WHAT THE EXERCISE ASKS » The records below must be duplicated exactly, character for character.

[Start DATA LINES]

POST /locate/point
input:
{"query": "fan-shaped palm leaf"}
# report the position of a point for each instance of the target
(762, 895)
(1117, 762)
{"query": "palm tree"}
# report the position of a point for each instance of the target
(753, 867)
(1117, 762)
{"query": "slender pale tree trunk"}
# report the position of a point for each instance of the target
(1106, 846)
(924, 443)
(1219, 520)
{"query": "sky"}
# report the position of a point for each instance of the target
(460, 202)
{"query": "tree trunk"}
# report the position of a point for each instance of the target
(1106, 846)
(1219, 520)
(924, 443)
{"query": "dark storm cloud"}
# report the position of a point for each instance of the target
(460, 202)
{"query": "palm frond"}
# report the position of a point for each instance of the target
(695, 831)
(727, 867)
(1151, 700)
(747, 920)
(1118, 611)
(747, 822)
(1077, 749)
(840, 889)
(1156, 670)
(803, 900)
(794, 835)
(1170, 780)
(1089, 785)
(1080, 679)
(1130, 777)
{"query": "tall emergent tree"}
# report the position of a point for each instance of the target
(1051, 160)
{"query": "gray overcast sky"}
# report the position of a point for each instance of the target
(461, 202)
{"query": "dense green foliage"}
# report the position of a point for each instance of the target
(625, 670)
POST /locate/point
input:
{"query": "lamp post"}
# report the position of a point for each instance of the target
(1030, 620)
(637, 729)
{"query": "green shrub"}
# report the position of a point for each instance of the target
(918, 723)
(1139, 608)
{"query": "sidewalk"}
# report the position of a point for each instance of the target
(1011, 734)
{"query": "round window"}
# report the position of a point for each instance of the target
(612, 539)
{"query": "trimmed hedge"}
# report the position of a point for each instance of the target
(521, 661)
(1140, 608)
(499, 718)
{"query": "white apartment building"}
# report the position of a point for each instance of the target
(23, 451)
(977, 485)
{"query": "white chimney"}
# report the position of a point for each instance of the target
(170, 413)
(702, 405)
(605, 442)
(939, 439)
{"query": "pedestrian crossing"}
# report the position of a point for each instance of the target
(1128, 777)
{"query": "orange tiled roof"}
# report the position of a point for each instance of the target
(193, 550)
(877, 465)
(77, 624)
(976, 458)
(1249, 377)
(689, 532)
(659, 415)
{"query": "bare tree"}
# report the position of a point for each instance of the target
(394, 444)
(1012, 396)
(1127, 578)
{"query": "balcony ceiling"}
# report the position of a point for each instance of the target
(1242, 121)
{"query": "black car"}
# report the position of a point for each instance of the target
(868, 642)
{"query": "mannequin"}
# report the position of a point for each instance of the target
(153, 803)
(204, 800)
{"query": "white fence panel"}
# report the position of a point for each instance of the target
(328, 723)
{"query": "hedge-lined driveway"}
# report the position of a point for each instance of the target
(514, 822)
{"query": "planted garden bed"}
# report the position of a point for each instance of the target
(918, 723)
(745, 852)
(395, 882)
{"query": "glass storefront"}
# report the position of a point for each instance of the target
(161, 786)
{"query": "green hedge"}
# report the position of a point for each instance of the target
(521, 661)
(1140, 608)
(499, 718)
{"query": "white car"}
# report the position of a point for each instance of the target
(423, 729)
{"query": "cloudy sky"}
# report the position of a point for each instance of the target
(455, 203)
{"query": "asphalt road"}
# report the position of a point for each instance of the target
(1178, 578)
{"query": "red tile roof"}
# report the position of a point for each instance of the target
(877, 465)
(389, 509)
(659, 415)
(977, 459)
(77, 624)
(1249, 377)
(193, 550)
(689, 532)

[End DATA LINES]

OUTPUT FOR THIS EXERCISE »
POST /locate/point
input:
{"query": "fan-shaped palm leaf"}
# report the position of a point for each instance of the target
(762, 895)
(1117, 762)
{"query": "palm tree"}
# report the position of a point for each instance of the target
(753, 867)
(1117, 762)
{"query": "slender pale tree trunk"}
# report the position of a point for each instance of the target
(1106, 846)
(924, 443)
(1219, 520)
{"query": "sky"}
# report the position of a point for each instance of the target
(460, 202)
{"query": "tree trunk"}
# report the position of a point for each instance of the target
(1106, 846)
(1219, 520)
(924, 443)
{"query": "dark storm cloud"}
# report the position of a point for each instance of the target
(460, 202)
{"query": "palm frond"}
# report the position of a point for each instance of the target
(695, 831)
(727, 867)
(1151, 700)
(747, 920)
(1118, 611)
(747, 822)
(1077, 749)
(840, 889)
(1156, 670)
(803, 900)
(794, 835)
(1170, 780)
(1089, 785)
(1080, 679)
(1130, 777)
{"query": "tall emergent tree"}
# report the position of a point for each instance of the target
(1051, 160)
{"query": "gray overcast sky"}
# report the position of a point for each instance of the target
(461, 202)
{"query": "dense green foliage"}
# report the position of a point for each instance of the target
(625, 670)
POST /locate/point
input:
{"query": "lamp post"}
# report the position of a point for each instance of the target
(1030, 620)
(637, 729)
{"query": "green shrub"}
# report the position of a point for each instance of the target
(918, 723)
(1139, 608)
{"query": "sidewalk"}
# report the position of a point for each instance of the target
(1011, 734)
{"query": "round window"}
# report the position of a point for each instance of the target
(612, 539)
{"query": "trimmed hedge"}
# report the position of a point for each instance of the target
(521, 661)
(1140, 608)
(499, 718)
{"query": "white apartment building"}
# report the position of a point for each instance of the target
(23, 451)
(977, 485)
{"query": "white chimney"}
# report the position of a point for each instance of the target
(170, 413)
(702, 405)
(605, 442)
(939, 439)
{"query": "pedestrian crossing"}
# report the position of a point for each instance of the target
(1128, 777)
{"query": "orange tiled roof"}
# report the position of a point for each instance of the target
(193, 550)
(877, 465)
(77, 624)
(976, 458)
(1249, 377)
(689, 532)
(659, 415)
{"query": "bare tree"}
# report the position of a point for each instance of the target
(394, 444)
(1012, 396)
(1127, 578)
{"query": "balcony ceiling"}
# report the position of a point for each instance of the target
(1242, 121)
{"query": "black car"}
# report the position of a point for each instance of the target
(868, 642)
{"query": "mannequin"}
# report the position of a point for each instance of the target
(153, 803)
(204, 800)
{"query": "white fence panel"}
# report the position of a point for each instance of the target
(328, 723)
{"query": "hedge-lined driveway"}
# report the position of a point for each instance of the target
(514, 822)
{"query": "planted garden bed"}
# report the position of a point for each instance of the target
(918, 723)
(745, 852)
(395, 882)
{"query": "glass storefront"}
# report the position of a point for each instance of the target
(161, 786)
{"query": "green hedge"}
# report the position of a point for each instance of the target
(521, 661)
(1140, 608)
(499, 718)
{"query": "white car"}
# report the position of a point for each instance of the target
(423, 729)
{"query": "cloudy sky"}
# report the position of a point for each instance of the target
(455, 203)
{"query": "asphalt road"}
# report the position of a point for each instance of the target
(1178, 578)
{"query": "red tile roof"}
# report the position of a point for each instance of the target
(877, 465)
(389, 509)
(659, 415)
(977, 459)
(77, 624)
(1249, 377)
(193, 550)
(689, 532)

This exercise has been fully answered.